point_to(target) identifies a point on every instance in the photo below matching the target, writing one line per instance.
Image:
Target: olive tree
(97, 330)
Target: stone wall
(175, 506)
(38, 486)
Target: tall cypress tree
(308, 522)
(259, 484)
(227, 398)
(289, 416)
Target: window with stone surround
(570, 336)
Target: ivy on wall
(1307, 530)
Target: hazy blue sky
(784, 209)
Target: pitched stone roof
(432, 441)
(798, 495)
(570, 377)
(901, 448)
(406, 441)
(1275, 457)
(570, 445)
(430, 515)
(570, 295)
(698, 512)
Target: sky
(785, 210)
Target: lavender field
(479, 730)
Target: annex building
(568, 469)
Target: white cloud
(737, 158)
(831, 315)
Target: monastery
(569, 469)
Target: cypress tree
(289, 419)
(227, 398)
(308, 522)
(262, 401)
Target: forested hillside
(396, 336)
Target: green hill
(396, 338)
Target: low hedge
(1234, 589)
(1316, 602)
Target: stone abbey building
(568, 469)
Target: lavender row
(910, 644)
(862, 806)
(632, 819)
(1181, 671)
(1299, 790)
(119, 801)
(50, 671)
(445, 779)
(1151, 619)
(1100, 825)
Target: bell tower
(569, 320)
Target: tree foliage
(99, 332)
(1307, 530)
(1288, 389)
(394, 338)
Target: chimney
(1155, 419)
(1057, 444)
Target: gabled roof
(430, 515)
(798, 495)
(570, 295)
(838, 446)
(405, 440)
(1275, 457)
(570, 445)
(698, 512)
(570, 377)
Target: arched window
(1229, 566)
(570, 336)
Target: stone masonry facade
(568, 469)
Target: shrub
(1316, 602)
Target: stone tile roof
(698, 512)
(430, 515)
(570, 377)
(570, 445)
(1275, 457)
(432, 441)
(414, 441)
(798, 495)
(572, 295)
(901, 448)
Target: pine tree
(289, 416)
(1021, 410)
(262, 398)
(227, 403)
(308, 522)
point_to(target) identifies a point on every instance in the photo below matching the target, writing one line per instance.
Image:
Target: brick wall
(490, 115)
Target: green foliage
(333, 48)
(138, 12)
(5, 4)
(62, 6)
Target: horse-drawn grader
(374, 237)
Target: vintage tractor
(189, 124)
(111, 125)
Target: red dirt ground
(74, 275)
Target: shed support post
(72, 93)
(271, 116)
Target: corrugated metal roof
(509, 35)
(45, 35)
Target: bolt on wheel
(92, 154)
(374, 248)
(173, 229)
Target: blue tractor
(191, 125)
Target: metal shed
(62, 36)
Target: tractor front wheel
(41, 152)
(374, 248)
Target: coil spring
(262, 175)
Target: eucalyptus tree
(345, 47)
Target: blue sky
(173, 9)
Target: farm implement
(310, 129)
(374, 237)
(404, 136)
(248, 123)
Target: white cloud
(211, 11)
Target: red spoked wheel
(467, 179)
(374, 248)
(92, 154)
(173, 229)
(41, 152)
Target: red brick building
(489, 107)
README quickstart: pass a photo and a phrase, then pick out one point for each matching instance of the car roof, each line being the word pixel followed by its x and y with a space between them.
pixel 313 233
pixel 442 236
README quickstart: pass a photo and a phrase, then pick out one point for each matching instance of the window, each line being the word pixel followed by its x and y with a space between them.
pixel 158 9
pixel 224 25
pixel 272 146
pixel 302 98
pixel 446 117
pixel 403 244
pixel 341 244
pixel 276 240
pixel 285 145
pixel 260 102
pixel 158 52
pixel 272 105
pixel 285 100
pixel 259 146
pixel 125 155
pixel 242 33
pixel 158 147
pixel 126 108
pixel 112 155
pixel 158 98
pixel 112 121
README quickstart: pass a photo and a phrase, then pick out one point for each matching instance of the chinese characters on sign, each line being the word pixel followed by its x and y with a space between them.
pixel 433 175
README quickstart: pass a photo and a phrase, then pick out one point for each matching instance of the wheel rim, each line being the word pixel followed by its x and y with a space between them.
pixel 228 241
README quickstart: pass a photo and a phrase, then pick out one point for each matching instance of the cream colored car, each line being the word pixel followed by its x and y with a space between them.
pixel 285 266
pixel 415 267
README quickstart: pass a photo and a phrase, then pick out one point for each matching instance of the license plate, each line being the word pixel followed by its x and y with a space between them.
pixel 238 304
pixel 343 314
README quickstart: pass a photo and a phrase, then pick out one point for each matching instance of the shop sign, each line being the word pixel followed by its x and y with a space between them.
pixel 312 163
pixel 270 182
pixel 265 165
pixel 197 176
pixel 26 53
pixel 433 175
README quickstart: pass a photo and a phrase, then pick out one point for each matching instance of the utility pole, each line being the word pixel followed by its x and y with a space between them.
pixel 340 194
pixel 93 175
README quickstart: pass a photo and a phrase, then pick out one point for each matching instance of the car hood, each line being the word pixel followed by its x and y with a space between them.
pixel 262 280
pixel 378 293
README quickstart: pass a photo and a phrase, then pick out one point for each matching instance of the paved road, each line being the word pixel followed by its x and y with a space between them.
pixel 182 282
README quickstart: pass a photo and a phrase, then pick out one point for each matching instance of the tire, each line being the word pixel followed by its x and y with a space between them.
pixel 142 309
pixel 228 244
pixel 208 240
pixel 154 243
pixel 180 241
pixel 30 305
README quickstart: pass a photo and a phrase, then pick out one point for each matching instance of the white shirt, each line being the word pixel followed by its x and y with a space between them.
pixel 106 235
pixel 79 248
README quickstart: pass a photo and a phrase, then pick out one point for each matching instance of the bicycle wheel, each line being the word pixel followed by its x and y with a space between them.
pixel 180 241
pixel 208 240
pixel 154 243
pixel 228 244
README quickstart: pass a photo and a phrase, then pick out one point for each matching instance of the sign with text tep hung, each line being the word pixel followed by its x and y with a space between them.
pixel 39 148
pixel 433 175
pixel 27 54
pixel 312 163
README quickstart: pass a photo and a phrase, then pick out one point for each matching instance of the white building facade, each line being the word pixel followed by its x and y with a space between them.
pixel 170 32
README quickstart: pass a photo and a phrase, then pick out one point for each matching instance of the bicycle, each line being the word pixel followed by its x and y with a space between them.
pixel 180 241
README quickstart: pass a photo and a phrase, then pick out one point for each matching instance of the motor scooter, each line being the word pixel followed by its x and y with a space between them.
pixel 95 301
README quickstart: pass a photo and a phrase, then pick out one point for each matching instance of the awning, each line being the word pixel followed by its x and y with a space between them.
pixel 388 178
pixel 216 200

> _Work item_
Copy out the entire listing word for word. Keep every line as it is.

> _Output of the task_
point_to(target) identifies a point on every instance in the photo below matching the target, writing one line per instance.
Image:
Target: olive tree
(97, 330)
Target: stone wall
(175, 506)
(38, 486)
Target: tall cypress tree
(308, 522)
(259, 484)
(227, 398)
(289, 416)
Target: window with stone surround
(570, 336)
Target: ivy on wall
(1307, 530)
Target: hazy blue sky
(784, 209)
Target: pitched stone roof
(432, 441)
(798, 495)
(570, 377)
(901, 448)
(406, 441)
(1275, 457)
(570, 445)
(430, 515)
(570, 295)
(698, 512)
Target: sky
(785, 210)
Target: lavender field
(479, 730)
Target: annex building
(568, 469)
Target: white cloud
(737, 158)
(831, 315)
Target: monastery
(569, 469)
Target: cypress tree
(289, 419)
(227, 398)
(308, 522)
(262, 401)
Target: forested hillside
(396, 336)
Target: green hill
(396, 338)
Target: low hedge
(1234, 589)
(1316, 602)
Target: stone abbey building
(568, 469)
Target: lavender row
(910, 644)
(862, 806)
(632, 819)
(1181, 671)
(1299, 790)
(119, 801)
(50, 671)
(445, 779)
(1151, 619)
(1100, 825)
Target: bell tower
(569, 320)
Target: tree foliage
(99, 332)
(1307, 530)
(1288, 389)
(394, 338)
Target: chimney
(1155, 419)
(1057, 444)
Target: gabled roof
(430, 515)
(798, 495)
(570, 295)
(838, 446)
(405, 440)
(1275, 457)
(570, 445)
(698, 512)
(570, 377)
Target: arched window
(1229, 566)
(570, 336)
Target: stone masonry facade
(568, 469)
Target: shrub
(1316, 602)
Target: stone tile roof
(698, 512)
(430, 515)
(570, 377)
(570, 445)
(1275, 457)
(432, 441)
(414, 441)
(798, 495)
(572, 295)
(901, 448)
Target: pine tree
(289, 416)
(1021, 410)
(262, 398)
(227, 403)
(308, 522)
point_to(target) identifies a point on every instance in the photo below matching the target, writing one line per instance.
Image:
Target: brick wall
(490, 115)
Target: green foliage
(333, 48)
(138, 12)
(5, 4)
(62, 6)
Target: horse-drawn grader
(374, 237)
Target: vintage tractor
(189, 124)
(111, 125)
Target: red dirt ground
(74, 275)
Target: shed support post
(72, 93)
(271, 116)
Target: corrugated metal roof
(509, 35)
(45, 35)
Target: bolt on wheel
(92, 154)
(374, 248)
(173, 229)
Target: blue tractor
(191, 125)
Target: metal shed
(62, 36)
Target: tractor front wheel
(41, 152)
(374, 248)
Target: coil spring
(262, 175)
Target: eucalyptus tree
(345, 47)
Target: blue sky
(173, 9)
Target: farm implement
(310, 129)
(374, 237)
(404, 136)
(248, 123)
Target: white cloud
(211, 11)
Target: red spoked wheel
(467, 179)
(374, 248)
(92, 154)
(173, 229)
(41, 152)
Target: red brick building
(489, 107)
README quickstart: pass a photo and a phrase, then pick out one point for each matching instance of the car roof, each line being the word pixel followed by its x and y with a space between them.
pixel 313 233
pixel 442 236
README quickstart: pass a photo and a phrase, then pick out one point for each matching instance of the window, each line being the word pixel followed by its x and y with a space between them.
pixel 158 9
pixel 224 25
pixel 272 146
pixel 302 98
pixel 446 117
pixel 403 244
pixel 341 244
pixel 276 240
pixel 285 145
pixel 260 102
pixel 158 52
pixel 272 105
pixel 285 100
pixel 259 146
pixel 125 155
pixel 242 33
pixel 158 147
pixel 126 108
pixel 112 155
pixel 158 98
pixel 112 121
README quickstart: pass a photo and a phrase, then pick out one point for each matching instance of the chinese characters on sign, each line being the word pixel followed by its x and y with a space between them.
pixel 433 175
README quickstart: pass a photo and a phrase, then pick out one point for each matching instance of the wheel rim, each line being the word pixel followed by its x and y with a space between them.
pixel 228 241
README quickstart: pass a photo and a phrase, then pick out one point for each matching instance of the cream colored car, each line being the word pixel followed by its x and y with a space between them.
pixel 285 266
pixel 415 267
README quickstart: pass a photo and a phrase, then pick out one point for each matching instance of the license plate, each line being the word pixel followed by its x and y with a space between them.
pixel 238 304
pixel 343 314
README quickstart: pass a photo and a phrase, then pick out one point for each matching instance of the shop sign, each line being the word pixel followed by its x and y with a space between them.
pixel 312 163
pixel 270 182
pixel 265 165
pixel 197 176
pixel 26 53
pixel 433 175
README quickstart: pass a photo and a phrase, then pick out one point for each matching instance of the utility pole, each line being the word pixel followed by its x and y with a space between them.
pixel 340 194
pixel 93 175
README quickstart: pass a photo and a phrase, then pick out one point for each matching instance of the car hood, each line being the word pixel followed by its x and y with a space between them.
pixel 262 280
pixel 378 293
README quickstart: pass a photo and a phrase, then pick out one point for each matching instance of the paved road, each line being the word pixel followed by its x and y with a space between them.
pixel 182 282
README quickstart: pass a photo and a phrase, then pick out one point for each matching instance of the tire, each line being the word pixel followed by its x and y with a space between them.
pixel 142 309
pixel 228 244
pixel 208 240
pixel 154 243
pixel 180 241
pixel 30 305
README quickstart: pass a photo and a phrase, then pick out one point for each matching instance of the white shirt, each line being the word pixel followed by its x and y with a space between them.
pixel 106 235
pixel 79 248
README quickstart: pass a photo and a phrase, then pick out one point for each matching instance of the bicycle wheel, each line being the word pixel followed by its x and y with a space between them.
pixel 180 241
pixel 208 240
pixel 154 243
pixel 228 244
README quickstart: pass a photo and a phrase, then pick out one point for each matching instance of the sign with text tep hung, each line being the word pixel followed by its x and y with a space between them.
pixel 39 148
pixel 433 175
pixel 27 54
pixel 312 163
README quickstart: pass a photo and a phrase, then pick out one point for each matching instance of the white building facade, each line being the word pixel followed by its x and y with a space between them.
pixel 170 32
README quickstart: pass a photo and a phrase, then pick out one point for each matching instance of the bicycle, each line being the word pixel followed by its x and y with a space between them.
pixel 180 241
README quickstart: pass a photo and a phrase, then pick out one point for each matching instance of the motor scooter, each line being the word pixel followed by its x and y with a space between them.
pixel 95 301
README quickstart: pass a photo and a phrase, then pick out one point for each matching instance of the awning, each line being the word pixel followed by its x and y with a space between them.
pixel 388 178
pixel 216 200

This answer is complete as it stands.